Exercise details:
Exactly repeat the line that contains "Where can you see the white parked suv", then every line after it up to and including the final line.

(Dataset rows)

========

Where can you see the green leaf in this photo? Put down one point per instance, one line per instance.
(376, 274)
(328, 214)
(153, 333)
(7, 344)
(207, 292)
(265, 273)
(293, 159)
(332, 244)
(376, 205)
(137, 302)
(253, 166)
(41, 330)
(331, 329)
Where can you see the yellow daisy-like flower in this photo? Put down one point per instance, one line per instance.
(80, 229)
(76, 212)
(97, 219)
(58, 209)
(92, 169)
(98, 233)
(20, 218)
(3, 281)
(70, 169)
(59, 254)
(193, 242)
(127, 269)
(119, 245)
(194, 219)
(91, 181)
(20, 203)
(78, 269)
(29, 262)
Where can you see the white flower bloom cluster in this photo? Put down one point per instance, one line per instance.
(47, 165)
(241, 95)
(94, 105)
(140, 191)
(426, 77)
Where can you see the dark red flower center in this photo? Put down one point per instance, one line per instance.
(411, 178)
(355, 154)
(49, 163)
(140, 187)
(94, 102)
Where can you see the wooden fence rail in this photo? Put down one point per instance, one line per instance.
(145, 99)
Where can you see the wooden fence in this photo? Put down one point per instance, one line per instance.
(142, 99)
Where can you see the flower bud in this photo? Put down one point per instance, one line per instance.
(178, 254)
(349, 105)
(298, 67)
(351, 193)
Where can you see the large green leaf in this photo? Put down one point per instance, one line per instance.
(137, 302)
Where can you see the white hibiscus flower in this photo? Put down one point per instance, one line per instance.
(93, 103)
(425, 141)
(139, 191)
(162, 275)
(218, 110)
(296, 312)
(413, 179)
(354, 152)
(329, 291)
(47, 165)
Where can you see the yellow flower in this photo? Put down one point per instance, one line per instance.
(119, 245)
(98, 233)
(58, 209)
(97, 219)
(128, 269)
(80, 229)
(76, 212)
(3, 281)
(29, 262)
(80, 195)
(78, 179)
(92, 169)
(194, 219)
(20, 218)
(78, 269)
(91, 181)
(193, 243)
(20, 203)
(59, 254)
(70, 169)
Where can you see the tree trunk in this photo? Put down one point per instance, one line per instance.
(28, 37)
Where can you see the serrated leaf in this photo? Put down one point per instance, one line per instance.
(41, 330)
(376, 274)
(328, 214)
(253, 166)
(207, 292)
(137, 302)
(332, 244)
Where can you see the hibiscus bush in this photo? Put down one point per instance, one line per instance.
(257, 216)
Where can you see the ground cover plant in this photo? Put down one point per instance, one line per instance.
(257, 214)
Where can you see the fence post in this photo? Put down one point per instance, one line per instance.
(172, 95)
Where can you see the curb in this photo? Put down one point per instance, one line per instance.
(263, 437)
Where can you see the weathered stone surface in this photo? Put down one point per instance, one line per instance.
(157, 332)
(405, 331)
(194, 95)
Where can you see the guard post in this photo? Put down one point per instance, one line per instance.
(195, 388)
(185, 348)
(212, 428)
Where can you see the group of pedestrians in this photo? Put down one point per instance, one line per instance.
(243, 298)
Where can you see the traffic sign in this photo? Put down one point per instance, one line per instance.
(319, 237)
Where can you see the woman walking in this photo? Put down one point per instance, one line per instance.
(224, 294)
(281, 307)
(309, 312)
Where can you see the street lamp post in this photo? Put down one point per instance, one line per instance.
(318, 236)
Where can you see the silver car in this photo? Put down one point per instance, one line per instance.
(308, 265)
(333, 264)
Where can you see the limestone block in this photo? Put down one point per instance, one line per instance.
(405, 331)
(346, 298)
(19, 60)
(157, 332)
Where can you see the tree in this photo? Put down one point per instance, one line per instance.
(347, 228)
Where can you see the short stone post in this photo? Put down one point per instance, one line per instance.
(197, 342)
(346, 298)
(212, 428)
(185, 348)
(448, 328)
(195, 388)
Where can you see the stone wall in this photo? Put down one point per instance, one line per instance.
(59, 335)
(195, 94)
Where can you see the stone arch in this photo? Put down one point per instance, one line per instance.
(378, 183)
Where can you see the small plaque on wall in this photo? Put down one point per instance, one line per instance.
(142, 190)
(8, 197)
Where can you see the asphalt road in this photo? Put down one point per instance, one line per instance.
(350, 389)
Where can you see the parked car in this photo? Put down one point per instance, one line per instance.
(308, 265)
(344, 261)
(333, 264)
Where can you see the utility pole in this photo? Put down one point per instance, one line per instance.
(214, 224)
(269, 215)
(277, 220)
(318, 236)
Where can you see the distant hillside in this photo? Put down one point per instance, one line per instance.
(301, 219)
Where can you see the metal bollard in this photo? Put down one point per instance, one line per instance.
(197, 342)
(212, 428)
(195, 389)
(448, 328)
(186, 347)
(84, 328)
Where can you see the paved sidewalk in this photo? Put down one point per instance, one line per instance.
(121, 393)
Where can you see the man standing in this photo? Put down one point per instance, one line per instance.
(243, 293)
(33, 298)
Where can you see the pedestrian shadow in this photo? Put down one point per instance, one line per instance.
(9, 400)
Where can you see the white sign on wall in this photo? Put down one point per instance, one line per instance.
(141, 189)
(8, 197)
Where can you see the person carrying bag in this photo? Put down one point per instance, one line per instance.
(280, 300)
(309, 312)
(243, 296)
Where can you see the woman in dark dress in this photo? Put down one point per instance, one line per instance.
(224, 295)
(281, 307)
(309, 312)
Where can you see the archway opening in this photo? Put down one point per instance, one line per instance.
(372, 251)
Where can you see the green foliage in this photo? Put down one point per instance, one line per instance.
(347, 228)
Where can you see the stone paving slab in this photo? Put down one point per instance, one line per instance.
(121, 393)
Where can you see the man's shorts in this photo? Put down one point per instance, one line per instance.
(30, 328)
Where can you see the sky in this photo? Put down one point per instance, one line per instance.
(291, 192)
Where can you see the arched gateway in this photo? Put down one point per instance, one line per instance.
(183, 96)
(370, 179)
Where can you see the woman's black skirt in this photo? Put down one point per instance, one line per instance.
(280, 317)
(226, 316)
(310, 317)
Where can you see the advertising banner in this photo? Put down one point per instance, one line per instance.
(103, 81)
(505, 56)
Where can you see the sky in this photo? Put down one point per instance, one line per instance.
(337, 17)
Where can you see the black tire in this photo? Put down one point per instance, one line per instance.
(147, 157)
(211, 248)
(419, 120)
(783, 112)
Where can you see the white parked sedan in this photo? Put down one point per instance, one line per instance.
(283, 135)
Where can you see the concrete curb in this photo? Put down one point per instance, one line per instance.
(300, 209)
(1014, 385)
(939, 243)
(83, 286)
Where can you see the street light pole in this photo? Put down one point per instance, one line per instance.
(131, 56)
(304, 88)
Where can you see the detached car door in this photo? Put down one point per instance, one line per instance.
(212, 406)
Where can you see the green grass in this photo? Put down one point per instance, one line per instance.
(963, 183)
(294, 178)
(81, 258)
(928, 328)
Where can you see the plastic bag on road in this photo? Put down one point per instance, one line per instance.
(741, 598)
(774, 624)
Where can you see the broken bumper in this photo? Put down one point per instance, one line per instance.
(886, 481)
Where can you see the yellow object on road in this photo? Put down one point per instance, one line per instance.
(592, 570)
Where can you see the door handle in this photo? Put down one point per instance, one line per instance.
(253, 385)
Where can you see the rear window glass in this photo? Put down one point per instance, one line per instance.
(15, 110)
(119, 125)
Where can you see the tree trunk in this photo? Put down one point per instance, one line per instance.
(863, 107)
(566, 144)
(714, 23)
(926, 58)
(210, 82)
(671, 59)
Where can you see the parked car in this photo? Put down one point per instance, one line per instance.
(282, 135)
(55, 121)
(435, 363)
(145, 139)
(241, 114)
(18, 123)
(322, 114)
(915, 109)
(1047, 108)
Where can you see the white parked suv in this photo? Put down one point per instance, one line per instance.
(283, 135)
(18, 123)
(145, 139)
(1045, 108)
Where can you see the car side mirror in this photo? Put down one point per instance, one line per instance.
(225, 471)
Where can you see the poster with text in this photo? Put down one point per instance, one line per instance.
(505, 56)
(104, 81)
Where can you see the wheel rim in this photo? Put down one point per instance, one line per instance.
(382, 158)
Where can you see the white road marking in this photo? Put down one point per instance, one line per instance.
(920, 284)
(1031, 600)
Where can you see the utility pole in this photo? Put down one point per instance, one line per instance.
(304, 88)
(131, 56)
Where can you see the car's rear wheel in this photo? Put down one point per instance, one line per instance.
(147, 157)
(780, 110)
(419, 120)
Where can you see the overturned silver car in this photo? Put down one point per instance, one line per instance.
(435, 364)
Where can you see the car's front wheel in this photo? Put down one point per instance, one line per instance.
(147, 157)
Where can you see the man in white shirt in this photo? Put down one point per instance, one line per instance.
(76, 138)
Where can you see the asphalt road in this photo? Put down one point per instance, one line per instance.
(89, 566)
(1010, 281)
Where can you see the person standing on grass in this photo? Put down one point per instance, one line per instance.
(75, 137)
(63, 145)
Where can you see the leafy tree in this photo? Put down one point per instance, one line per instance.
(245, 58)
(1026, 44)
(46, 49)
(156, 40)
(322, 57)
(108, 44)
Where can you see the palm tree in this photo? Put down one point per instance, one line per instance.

========

Response below:
Where can you see the white parked suv in this photo? Put down one point per instance, one line per instance.
(283, 135)
(18, 123)
(145, 139)
(1045, 108)
Where can you see the car side mirror in this photo? Put down one point per instance, one line per instance.
(225, 471)
Where can you see the poster with text in this photo? Put down one point per instance, one line per instance.
(505, 56)
(104, 81)
Where can you see the wheel rim in this photo? Put down one point per instance, one line per instance.
(382, 158)
Where can you see the white road marking in this photo? Put down one point per instance, one line per instance.
(920, 284)
(1031, 600)
Where can you see the utility pole in this photo? Put down one point per instance, one line per instance.
(304, 88)
(131, 56)
Where can you see the car's rear wheel in this photo? Put down one point per instance, one line per instance.
(147, 157)
(780, 110)
(419, 120)
Where can you see the overturned silver car in this photo? Put down one point per instance, one line per instance.
(435, 364)
Where can you see the car's front wheel in this photo? Put down one point per instance, one line per instance.
(147, 157)
Where can you see the man in white shirt in this photo? Put down one point per instance, one line per instance.
(76, 138)
Where can you see the asphalt road in this photo? Put down one point per instance, one line per instance.
(89, 566)
(1010, 281)
Where can you see the person standing on grass in this photo? Put down one point per instance, one line per instance.
(75, 137)
(63, 145)
Where can you see the leafy tree in this photo? Put down one point per instance, one line per instance.
(245, 58)
(1026, 44)
(46, 49)
(156, 40)
(322, 57)
(108, 44)
Where can you see the palm tree in this photo? Put down one point per instance, one line per instance.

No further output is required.